All of the data below must be reproduced word for word, but without its images.

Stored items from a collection
--------------------------------------------------

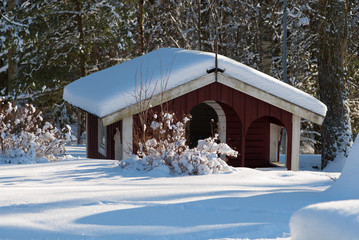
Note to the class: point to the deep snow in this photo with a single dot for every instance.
(95, 199)
(113, 89)
(338, 218)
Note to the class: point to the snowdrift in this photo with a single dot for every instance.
(336, 219)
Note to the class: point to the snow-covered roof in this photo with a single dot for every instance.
(110, 90)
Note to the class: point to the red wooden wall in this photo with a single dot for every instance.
(247, 118)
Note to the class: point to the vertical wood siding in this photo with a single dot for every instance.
(248, 121)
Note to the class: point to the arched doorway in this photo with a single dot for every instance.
(263, 143)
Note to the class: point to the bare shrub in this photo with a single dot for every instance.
(25, 134)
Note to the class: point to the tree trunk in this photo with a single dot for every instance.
(12, 62)
(140, 38)
(336, 129)
(265, 35)
(83, 71)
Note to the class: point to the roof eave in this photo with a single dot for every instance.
(159, 99)
(206, 80)
(270, 98)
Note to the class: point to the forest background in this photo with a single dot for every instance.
(46, 44)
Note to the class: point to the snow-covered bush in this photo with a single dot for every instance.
(167, 146)
(25, 134)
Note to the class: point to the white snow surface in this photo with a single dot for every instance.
(112, 89)
(336, 219)
(329, 220)
(96, 199)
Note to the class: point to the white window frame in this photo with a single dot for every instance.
(102, 135)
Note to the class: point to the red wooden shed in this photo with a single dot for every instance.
(251, 108)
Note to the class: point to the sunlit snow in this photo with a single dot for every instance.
(112, 89)
(95, 199)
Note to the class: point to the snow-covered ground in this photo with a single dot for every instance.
(95, 199)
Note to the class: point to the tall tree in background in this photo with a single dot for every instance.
(336, 129)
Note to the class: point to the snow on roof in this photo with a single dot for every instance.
(112, 89)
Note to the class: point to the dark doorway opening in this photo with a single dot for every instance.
(204, 123)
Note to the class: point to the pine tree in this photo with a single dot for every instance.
(336, 130)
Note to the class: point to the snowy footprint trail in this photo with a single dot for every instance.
(95, 199)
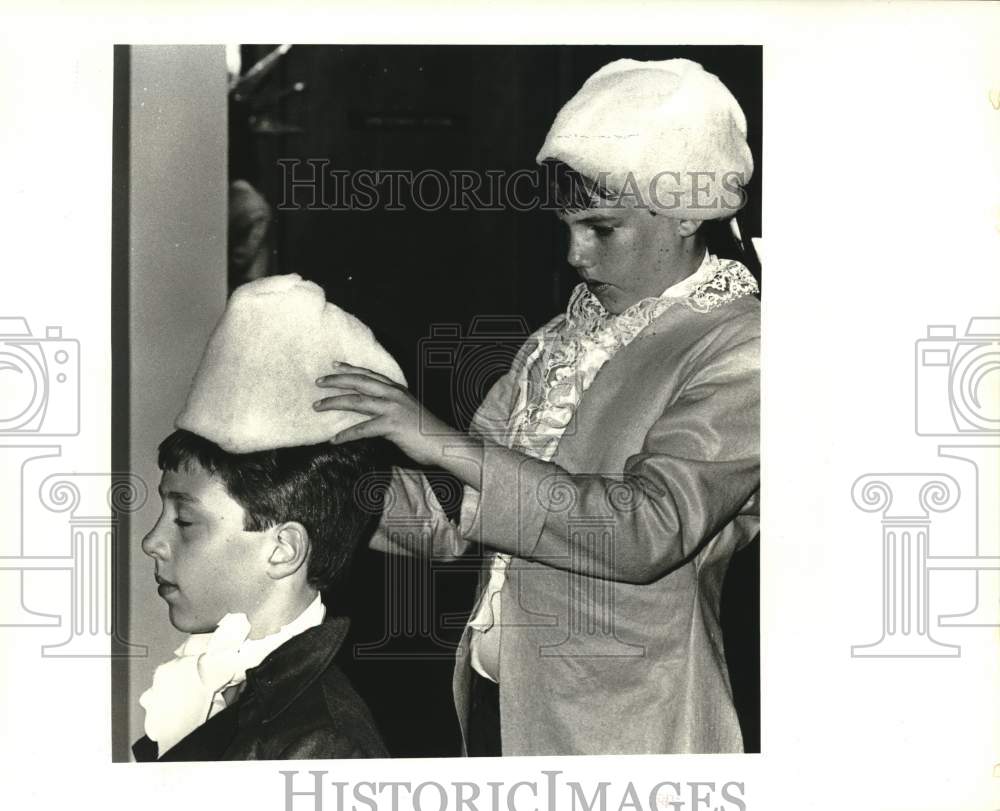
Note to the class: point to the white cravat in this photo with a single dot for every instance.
(188, 690)
(538, 422)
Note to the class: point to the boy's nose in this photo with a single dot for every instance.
(153, 545)
(578, 254)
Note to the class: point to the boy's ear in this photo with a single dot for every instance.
(687, 228)
(290, 551)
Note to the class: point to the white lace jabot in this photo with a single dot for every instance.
(188, 690)
(570, 351)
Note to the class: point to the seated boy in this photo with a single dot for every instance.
(259, 520)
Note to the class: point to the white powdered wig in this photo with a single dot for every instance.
(256, 383)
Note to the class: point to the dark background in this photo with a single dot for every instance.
(409, 272)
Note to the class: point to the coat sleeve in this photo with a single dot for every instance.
(413, 522)
(698, 468)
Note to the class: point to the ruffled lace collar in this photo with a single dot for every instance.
(716, 282)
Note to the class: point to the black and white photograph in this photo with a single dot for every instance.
(466, 407)
(474, 379)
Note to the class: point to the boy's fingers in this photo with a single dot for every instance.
(357, 382)
(341, 368)
(363, 430)
(349, 402)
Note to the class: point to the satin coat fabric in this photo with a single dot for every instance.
(611, 642)
(297, 705)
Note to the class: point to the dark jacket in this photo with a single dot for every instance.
(297, 704)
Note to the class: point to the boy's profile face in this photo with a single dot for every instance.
(207, 565)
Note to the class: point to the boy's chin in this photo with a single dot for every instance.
(187, 624)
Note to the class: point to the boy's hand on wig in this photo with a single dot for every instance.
(394, 413)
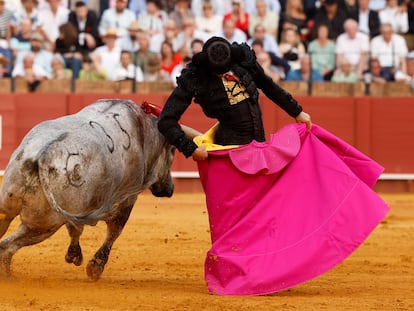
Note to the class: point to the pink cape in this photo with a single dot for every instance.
(285, 211)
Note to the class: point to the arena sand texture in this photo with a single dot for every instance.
(157, 264)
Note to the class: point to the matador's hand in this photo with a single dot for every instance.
(303, 117)
(200, 154)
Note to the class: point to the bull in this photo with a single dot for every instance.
(80, 169)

--------------------------------------------------

▶ Solution to this problem:
Note to the class: point to the deep snow in this photo with a single dot for every instance.
(95, 199)
(113, 89)
(338, 218)
Note to the class: point to the snowdrift in this photo with a single dot for every instance.
(336, 219)
Note to the class: point to the snow-covered roof in this photo with a single dot for every instance.
(110, 90)
Note to the class: point to the red wooden wall in this photo with a single dot for every instance.
(247, 118)
Note to the class: point to the vertical wood siding in this photo with a single dot for every instance.
(248, 121)
Note to the class: point to the arched doorway in this photo with a single dot for every instance.
(263, 143)
Note to the class: point to the bare shrub in this photo with a single dot for every instance.
(25, 134)
Note to the class: point to the tree trunk in this photo with a single dot for every instance.
(12, 62)
(140, 38)
(336, 129)
(265, 35)
(83, 71)
Note to the class: point to the roof eave in this photo with a single dot for every instance.
(159, 99)
(206, 80)
(270, 98)
Note to the class: point to the forest background in this photo with a single dot for every instance.
(46, 44)
Note to the class: point to the snow-covered bush in this photo with a single dot for every instance.
(167, 146)
(25, 134)
Note to the class: point to the white snow surface in this photo with a single dot for every instance.
(112, 89)
(336, 219)
(329, 220)
(96, 199)
Note to the class: point to the white window frame in this photo with a single dot for every instance.
(102, 135)
Note to the class: point to the red wooden shed in this photo with a single dot for every instance.
(251, 108)
Note to the class: point to the sunlit snow in this photo with a single dot for every instance.
(112, 89)
(95, 199)
Note to the class: point to the snow-covered ground in this photo with a single dot for every instance.
(95, 199)
Note to the class: point to the tall tree in background in this photo with a single dot for every instance.
(336, 129)
Note to the class: point to the snow on roof in this photo with a single dot for every instance.
(112, 89)
Note to the class: point to the dark doorway opening in this photo with a single dot for every instance.
(204, 123)
Note to the class: point to the pine tree in this photo with a single dot for every instance.
(336, 130)
Note to the class: point to the snowy footprint trail in this photo with a single dot for every instance.
(95, 199)
Note to the class: point to the white cravat in this photo with a single dot for every instance.
(188, 690)
(538, 422)
Note to the class: point to the boy's nose in this photo with a single dot for every instance.
(153, 545)
(578, 254)
Note to the class: point to the boy's ear in this photo with a single dot for every instance.
(687, 228)
(290, 551)
Note to the class: point to the white lace jabot in this photo with a single dot for every instance.
(188, 690)
(570, 351)
Note to the class: point to the seated boy in this photo with a single dot for every instance.
(259, 520)
Note to the class: point to the white powdered wig in this photo with a single dot for every instance.
(256, 383)
Note to the class: point to the dark background in this photo with a single dot for every instance.
(409, 272)
Note to the class: point to the coat sleeve in this photo with a single dot for every instance.
(413, 522)
(698, 468)
Note to the class: point to the ruffled lace collar in this photo with a single dot for every instance.
(716, 282)
Note to the class: point to the black and white photograph in this photo with a single dot for every instance.
(466, 407)
(474, 379)
Note to the class: point to the boy's fingers in this photo with a single dot for every instance.
(357, 382)
(341, 368)
(363, 430)
(349, 402)
Note to the class: point to the satin coat fabric in this photo with a single dot for every instance.
(611, 642)
(297, 705)
Note to the class: point to the dark jacket in this photo with a single dot for every instance.
(297, 704)
Note to the class: point to the boy's profile face in this photo with a single dot for every instance.
(207, 565)
Note to the class: point to the boy's chin in this photo with a single dot for every instance.
(187, 624)
Note to the class: point to the boy's hand on wig in this photo with a single dot for every instance.
(394, 413)
Note to the class: point to the pink cape in this photo with a single dot for every instance.
(285, 211)
Note to the class: point to the arena sand texture in this photo with a single dot for every instance.
(157, 264)
Note to the class: point to the matador's hand in this photo with a single dot for every instance.
(303, 117)
(200, 154)
Note to the class: point to the bull in this photo with a single dot for every instance.
(80, 169)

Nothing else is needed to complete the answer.